-------- Extracted entries --------

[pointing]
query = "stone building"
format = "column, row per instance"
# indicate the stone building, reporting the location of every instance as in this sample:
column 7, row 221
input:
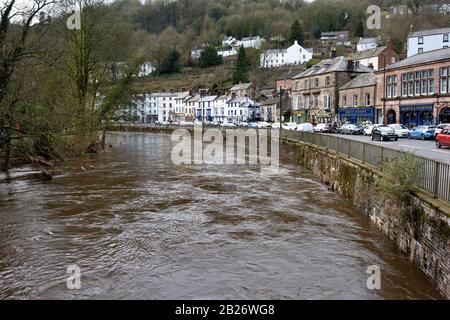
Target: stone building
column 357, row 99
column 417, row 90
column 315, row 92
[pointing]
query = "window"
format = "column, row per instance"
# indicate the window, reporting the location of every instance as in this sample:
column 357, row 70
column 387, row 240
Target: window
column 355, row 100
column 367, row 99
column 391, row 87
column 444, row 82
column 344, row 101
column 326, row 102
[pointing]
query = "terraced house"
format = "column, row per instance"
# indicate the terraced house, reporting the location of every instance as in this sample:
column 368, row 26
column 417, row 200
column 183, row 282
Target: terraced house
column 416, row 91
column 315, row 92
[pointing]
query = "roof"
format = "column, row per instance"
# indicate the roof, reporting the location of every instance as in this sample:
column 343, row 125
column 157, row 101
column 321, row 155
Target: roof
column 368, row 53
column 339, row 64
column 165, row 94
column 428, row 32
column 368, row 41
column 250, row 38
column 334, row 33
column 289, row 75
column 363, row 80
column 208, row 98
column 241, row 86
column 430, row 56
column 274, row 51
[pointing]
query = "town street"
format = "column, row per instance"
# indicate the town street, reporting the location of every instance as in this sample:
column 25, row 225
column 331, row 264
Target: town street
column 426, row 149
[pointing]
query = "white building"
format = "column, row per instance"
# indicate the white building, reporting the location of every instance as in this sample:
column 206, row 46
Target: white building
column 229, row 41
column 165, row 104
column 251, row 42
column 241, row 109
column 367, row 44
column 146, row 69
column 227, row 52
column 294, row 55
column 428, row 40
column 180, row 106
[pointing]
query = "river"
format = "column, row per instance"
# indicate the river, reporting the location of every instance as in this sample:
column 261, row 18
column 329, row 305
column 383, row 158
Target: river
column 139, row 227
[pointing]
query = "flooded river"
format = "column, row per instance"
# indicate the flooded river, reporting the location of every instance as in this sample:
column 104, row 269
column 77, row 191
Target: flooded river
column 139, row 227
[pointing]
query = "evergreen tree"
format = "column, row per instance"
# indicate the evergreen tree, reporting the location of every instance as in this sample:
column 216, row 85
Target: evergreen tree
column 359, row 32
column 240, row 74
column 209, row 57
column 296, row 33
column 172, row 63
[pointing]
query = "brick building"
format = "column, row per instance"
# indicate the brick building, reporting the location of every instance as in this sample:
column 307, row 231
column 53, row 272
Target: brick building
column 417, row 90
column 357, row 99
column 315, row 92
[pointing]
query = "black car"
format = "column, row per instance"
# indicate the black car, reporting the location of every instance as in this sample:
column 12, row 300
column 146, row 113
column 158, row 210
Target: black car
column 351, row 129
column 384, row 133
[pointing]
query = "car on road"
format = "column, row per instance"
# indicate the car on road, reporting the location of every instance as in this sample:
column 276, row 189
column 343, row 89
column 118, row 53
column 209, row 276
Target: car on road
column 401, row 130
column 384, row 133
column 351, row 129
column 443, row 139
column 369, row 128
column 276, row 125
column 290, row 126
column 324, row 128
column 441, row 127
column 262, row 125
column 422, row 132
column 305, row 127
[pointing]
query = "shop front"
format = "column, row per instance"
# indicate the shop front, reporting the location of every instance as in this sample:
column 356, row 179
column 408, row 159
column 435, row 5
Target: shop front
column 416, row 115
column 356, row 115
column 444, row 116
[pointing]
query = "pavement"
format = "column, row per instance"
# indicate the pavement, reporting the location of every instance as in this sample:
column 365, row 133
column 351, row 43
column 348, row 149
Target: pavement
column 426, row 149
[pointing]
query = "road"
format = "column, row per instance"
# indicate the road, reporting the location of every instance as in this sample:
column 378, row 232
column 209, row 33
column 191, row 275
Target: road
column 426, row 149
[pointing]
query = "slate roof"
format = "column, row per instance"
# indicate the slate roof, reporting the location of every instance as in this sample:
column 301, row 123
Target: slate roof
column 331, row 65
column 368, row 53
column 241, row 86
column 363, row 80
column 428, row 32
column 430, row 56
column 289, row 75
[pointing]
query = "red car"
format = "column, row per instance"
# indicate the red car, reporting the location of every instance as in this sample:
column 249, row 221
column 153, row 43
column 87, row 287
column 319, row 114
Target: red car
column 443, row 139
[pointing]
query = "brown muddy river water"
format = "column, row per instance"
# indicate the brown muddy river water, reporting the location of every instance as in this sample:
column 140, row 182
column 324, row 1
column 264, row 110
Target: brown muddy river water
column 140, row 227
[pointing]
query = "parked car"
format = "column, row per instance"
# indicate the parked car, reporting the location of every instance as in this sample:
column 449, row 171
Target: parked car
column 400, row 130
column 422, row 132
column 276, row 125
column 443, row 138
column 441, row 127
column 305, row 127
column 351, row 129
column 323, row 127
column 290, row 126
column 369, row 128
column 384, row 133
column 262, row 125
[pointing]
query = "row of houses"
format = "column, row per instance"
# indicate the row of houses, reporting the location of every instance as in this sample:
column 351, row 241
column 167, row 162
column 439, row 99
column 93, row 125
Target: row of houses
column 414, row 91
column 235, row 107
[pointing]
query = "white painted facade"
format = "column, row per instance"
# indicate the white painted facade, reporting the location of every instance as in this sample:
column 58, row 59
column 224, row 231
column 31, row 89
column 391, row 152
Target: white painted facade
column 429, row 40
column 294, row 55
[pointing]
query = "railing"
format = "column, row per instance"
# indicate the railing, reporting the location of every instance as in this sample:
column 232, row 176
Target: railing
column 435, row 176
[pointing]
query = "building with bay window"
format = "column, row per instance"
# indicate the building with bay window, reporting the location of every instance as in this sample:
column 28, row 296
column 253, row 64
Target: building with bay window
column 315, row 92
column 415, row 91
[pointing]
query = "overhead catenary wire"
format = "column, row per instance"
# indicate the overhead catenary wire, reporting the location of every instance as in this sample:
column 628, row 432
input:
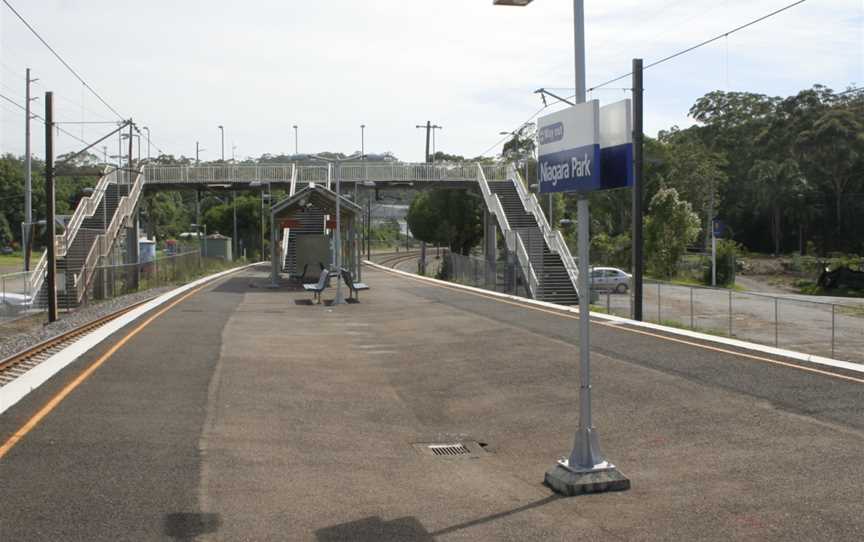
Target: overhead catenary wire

--------

Task description: Filter the records down to the lines containing the word "catenary", and copy those.

Response:
query = "overhead catenary wire"
# indicate the overhead catenary wire, reporting the location of every instance as in this sample:
Target: overhead catenary wire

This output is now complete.